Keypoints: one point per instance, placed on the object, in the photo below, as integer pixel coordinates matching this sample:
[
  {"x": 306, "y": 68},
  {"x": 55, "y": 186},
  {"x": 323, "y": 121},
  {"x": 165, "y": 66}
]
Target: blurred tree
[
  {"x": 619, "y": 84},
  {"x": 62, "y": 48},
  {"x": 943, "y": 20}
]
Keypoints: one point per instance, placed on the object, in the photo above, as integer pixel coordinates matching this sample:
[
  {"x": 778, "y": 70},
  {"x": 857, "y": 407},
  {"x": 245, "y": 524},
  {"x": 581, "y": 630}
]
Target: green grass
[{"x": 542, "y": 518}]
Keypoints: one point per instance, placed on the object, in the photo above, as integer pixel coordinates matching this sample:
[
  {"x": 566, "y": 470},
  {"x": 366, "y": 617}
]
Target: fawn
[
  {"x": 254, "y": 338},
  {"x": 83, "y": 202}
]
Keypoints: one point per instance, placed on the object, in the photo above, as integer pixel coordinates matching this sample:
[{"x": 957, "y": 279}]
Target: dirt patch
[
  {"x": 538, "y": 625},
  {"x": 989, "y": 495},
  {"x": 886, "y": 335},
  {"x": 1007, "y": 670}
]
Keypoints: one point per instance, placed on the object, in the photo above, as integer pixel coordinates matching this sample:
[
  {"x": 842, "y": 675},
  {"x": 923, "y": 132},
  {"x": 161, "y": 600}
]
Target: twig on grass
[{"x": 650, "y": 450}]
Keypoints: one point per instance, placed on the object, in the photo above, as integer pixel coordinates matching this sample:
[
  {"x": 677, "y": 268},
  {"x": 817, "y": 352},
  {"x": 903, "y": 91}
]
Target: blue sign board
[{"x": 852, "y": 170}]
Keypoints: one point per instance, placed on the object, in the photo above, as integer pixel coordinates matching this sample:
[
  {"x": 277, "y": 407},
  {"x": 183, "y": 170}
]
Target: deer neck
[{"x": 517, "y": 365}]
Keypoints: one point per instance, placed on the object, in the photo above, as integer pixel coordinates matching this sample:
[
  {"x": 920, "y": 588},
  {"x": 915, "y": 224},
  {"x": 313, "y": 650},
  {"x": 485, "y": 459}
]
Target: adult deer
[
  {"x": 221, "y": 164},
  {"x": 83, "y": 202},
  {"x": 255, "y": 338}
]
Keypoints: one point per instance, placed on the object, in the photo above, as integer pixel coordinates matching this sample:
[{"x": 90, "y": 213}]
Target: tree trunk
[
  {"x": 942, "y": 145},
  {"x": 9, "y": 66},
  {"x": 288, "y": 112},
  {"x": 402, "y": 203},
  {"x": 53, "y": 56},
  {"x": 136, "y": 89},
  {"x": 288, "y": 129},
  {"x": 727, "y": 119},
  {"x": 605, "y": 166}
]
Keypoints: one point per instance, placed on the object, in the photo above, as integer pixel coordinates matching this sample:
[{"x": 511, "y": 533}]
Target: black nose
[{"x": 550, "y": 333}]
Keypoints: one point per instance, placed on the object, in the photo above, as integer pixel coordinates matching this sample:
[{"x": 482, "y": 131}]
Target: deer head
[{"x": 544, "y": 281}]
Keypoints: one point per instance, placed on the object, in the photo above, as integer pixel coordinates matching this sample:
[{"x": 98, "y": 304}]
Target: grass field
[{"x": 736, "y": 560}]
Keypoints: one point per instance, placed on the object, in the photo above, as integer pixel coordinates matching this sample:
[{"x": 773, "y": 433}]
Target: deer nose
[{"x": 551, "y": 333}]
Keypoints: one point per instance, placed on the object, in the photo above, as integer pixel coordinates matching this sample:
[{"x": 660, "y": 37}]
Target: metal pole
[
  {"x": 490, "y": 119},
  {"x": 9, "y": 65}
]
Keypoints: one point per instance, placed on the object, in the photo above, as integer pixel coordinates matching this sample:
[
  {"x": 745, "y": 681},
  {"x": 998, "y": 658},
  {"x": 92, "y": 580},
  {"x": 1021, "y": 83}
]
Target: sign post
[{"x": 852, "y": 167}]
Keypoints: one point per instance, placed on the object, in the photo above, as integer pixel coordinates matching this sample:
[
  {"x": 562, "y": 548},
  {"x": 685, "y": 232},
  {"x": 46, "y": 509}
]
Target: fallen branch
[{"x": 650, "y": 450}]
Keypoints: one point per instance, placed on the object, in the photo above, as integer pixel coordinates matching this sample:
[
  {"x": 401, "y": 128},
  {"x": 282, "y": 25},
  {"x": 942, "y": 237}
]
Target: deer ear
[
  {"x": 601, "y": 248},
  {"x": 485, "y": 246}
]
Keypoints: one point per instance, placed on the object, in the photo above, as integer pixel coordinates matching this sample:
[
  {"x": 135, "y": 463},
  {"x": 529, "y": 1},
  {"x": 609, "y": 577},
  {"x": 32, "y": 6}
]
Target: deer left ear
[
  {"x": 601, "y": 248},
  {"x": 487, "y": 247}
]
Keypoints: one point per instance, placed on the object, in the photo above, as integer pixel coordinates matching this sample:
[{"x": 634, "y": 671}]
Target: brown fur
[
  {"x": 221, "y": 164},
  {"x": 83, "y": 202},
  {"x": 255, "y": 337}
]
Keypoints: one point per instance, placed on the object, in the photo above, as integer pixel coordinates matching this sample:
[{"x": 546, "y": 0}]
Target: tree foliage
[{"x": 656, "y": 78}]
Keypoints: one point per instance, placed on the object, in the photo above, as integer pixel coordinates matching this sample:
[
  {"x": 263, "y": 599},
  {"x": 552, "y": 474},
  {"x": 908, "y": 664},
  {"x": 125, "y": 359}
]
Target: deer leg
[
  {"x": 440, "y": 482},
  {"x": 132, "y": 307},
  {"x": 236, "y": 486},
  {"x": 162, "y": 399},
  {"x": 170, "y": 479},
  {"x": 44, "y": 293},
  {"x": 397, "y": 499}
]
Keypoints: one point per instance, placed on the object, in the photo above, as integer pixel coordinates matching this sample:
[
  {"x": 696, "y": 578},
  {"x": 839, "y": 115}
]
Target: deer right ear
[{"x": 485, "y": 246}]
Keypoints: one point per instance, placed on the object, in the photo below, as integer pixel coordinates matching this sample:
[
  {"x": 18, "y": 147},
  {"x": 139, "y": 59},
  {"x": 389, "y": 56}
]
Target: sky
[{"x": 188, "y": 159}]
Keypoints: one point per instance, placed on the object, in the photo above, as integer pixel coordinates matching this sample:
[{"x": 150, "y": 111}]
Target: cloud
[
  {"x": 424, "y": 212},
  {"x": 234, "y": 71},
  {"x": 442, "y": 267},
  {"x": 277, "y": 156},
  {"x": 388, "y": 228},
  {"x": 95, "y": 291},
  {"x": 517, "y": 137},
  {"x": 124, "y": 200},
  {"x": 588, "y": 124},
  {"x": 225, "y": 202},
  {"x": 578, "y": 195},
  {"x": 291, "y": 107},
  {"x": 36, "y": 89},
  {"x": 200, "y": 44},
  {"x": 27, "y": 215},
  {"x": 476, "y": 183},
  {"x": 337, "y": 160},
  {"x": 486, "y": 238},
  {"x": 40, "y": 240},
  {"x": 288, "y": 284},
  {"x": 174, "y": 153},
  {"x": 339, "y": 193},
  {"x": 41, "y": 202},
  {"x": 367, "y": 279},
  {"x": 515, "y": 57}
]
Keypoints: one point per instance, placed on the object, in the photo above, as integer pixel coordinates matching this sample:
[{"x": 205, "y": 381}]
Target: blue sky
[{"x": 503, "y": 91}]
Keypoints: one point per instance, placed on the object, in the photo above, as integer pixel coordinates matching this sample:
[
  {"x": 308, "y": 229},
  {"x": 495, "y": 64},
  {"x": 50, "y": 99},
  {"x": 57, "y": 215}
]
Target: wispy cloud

##########

## PROBLEM TO SOLVE
All of the data shown above must be copied exactly.

## EXPECTED ANSWER
Keypoints: one point per instance, placed on the object, in the photo below, as integer pixel coordinates matching this sample:
[
  {"x": 306, "y": 68},
  {"x": 55, "y": 186},
  {"x": 323, "y": 121},
  {"x": 165, "y": 66}
]
Target: blurred tree
[
  {"x": 619, "y": 84},
  {"x": 62, "y": 48},
  {"x": 943, "y": 20}
]
Keypoints: one point per instance, placed on the object, in the photo above, as integer pixel coordinates matching this sample:
[
  {"x": 778, "y": 70},
  {"x": 857, "y": 407},
  {"x": 245, "y": 524},
  {"x": 581, "y": 630}
]
Target: green grass
[{"x": 542, "y": 518}]
Keypoints: one point per instance, placed on the object, in the photo above, as integer pixel coordinates matching this sample:
[
  {"x": 566, "y": 470},
  {"x": 366, "y": 617}
]
Target: fawn
[
  {"x": 254, "y": 338},
  {"x": 83, "y": 202}
]
Keypoints: one point per instance, placed on the object, in the photo above, as integer pixel coordinates matching this sample:
[{"x": 957, "y": 279}]
Target: dirt patch
[
  {"x": 538, "y": 625},
  {"x": 989, "y": 495},
  {"x": 886, "y": 335},
  {"x": 1007, "y": 670}
]
Keypoints: one point per instance, placed on the object, in the photo above, as integer pixel coordinates matching this sample:
[
  {"x": 842, "y": 675},
  {"x": 923, "y": 132},
  {"x": 161, "y": 600}
]
Target: twig on grass
[{"x": 650, "y": 450}]
Keypoints: one point per instance, placed on the object, in the photo above, as integer pixel coordinates matching this sample:
[
  {"x": 677, "y": 268},
  {"x": 817, "y": 352},
  {"x": 903, "y": 91}
]
Target: blue sign board
[{"x": 852, "y": 170}]
Keypoints: one point per instance, placed on the object, in the photo above, as integer pixel coordinates matching this sample:
[
  {"x": 277, "y": 407},
  {"x": 183, "y": 170}
]
Target: deer neck
[{"x": 517, "y": 365}]
Keypoints: one point per instance, placed on the object, in the photo above, as integer pixel coordinates matching this sample:
[
  {"x": 920, "y": 588},
  {"x": 915, "y": 224},
  {"x": 313, "y": 650},
  {"x": 485, "y": 459}
]
Target: adult deer
[
  {"x": 221, "y": 164},
  {"x": 83, "y": 202},
  {"x": 255, "y": 338}
]
Keypoints: one point per instance, placed on the object, in the photo above, as integer pixel coordinates matching this sample:
[{"x": 90, "y": 213}]
Target: tree trunk
[
  {"x": 942, "y": 145},
  {"x": 9, "y": 66},
  {"x": 288, "y": 112},
  {"x": 402, "y": 203},
  {"x": 53, "y": 56},
  {"x": 136, "y": 89},
  {"x": 288, "y": 129},
  {"x": 727, "y": 119},
  {"x": 605, "y": 166}
]
Keypoints: one point per instance, placed on the object, in the photo above, as integer pixel coordinates matching this sample:
[{"x": 511, "y": 533}]
Target: black nose
[{"x": 550, "y": 333}]
Keypoints: one point per instance, placed on the object, in the photo above, as integer pixel coordinates matching this sample:
[{"x": 482, "y": 131}]
Target: deer head
[{"x": 544, "y": 281}]
Keypoints: one point per instance, placed on the object, in the photo above, as integer pixel coordinates matching this sample:
[{"x": 98, "y": 304}]
Target: grass field
[{"x": 736, "y": 560}]
Keypoints: one point per instance, placed on the object, in the photo above, as integer pixel coordinates matching this sample:
[{"x": 773, "y": 433}]
Target: deer nose
[{"x": 551, "y": 333}]
Keypoints: one point per instance, placed on the object, in the photo above, as integer pixel coordinates matching this sample:
[{"x": 660, "y": 37}]
Target: metal pole
[
  {"x": 490, "y": 119},
  {"x": 9, "y": 65}
]
Keypoints: one point per instance, placed on the object, in the photo above, as integer pixel coordinates matching this sample:
[
  {"x": 745, "y": 681},
  {"x": 998, "y": 658},
  {"x": 92, "y": 580},
  {"x": 1021, "y": 83}
]
Target: sign post
[{"x": 852, "y": 167}]
Keypoints: one point per instance, placed on the object, in the photo above, as integer pixel coordinates matching this sample:
[
  {"x": 562, "y": 548},
  {"x": 685, "y": 232},
  {"x": 46, "y": 509}
]
Target: fallen branch
[{"x": 650, "y": 450}]
Keypoints: one point per instance, placed on the object, in the photo above, as integer pixel coordinates matching this sample:
[
  {"x": 401, "y": 128},
  {"x": 282, "y": 25},
  {"x": 942, "y": 237}
]
Target: deer ear
[
  {"x": 601, "y": 248},
  {"x": 485, "y": 246}
]
Keypoints: one point per instance, placed on the object, in the photo above, as integer pixel coordinates matching this sample:
[
  {"x": 135, "y": 463},
  {"x": 529, "y": 1},
  {"x": 609, "y": 577},
  {"x": 32, "y": 6}
]
Target: deer left ear
[
  {"x": 601, "y": 248},
  {"x": 487, "y": 247}
]
Keypoints: one point per instance, placed on the object, in the photo above, as integer pixel coordinates matching this sample:
[{"x": 634, "y": 671}]
Target: brown fur
[
  {"x": 221, "y": 164},
  {"x": 83, "y": 202},
  {"x": 255, "y": 337}
]
Keypoints: one point per instance, placed on the object, in the photo above, as integer pixel coordinates matching this sample:
[{"x": 546, "y": 0}]
Target: tree foliage
[{"x": 656, "y": 78}]
Keypoints: one point per instance, placed on the object, in the photo above, as integer pixel coordinates matching this sample:
[
  {"x": 263, "y": 599},
  {"x": 552, "y": 474},
  {"x": 908, "y": 664},
  {"x": 125, "y": 359}
]
Target: deer leg
[
  {"x": 440, "y": 482},
  {"x": 132, "y": 307},
  {"x": 236, "y": 486},
  {"x": 162, "y": 399},
  {"x": 170, "y": 479},
  {"x": 44, "y": 293},
  {"x": 397, "y": 499}
]
Keypoints: one point per instance, placed on the object, in the photo above, as integer pixel coordinates matching this sample:
[
  {"x": 696, "y": 578},
  {"x": 839, "y": 115}
]
Target: deer right ear
[{"x": 485, "y": 246}]
Keypoints: one point per instance, placed on the object, in the photo below, as integer pixel coordinates matching this sample:
[
  {"x": 18, "y": 147},
  {"x": 139, "y": 59},
  {"x": 389, "y": 56}
]
Target: sky
[{"x": 188, "y": 159}]
Keypoints: one point per instance, placed on the object, in the photo above, as integer pixel coordinates matching this sample:
[{"x": 150, "y": 111}]
Target: cloud
[
  {"x": 424, "y": 212},
  {"x": 234, "y": 71},
  {"x": 442, "y": 267},
  {"x": 277, "y": 156},
  {"x": 388, "y": 228},
  {"x": 95, "y": 291},
  {"x": 517, "y": 137},
  {"x": 124, "y": 200},
  {"x": 588, "y": 124},
  {"x": 225, "y": 202},
  {"x": 578, "y": 195},
  {"x": 291, "y": 107},
  {"x": 36, "y": 89},
  {"x": 200, "y": 44},
  {"x": 27, "y": 215},
  {"x": 476, "y": 183},
  {"x": 337, "y": 160},
  {"x": 486, "y": 238},
  {"x": 40, "y": 240},
  {"x": 288, "y": 284},
  {"x": 174, "y": 153},
  {"x": 339, "y": 193},
  {"x": 41, "y": 202},
  {"x": 367, "y": 279},
  {"x": 515, "y": 57}
]
Keypoints: one point per instance, placed on the object, in the photo above, as integer pixel coordinates matching this sample:
[{"x": 205, "y": 381}]
Target: blue sky
[{"x": 503, "y": 91}]
Keypoints: one point per instance, placed on the object, in the photo above, as integer pixel coordinates matching this sample:
[
  {"x": 308, "y": 229},
  {"x": 495, "y": 64},
  {"x": 50, "y": 99},
  {"x": 57, "y": 215}
]
Target: wispy cloud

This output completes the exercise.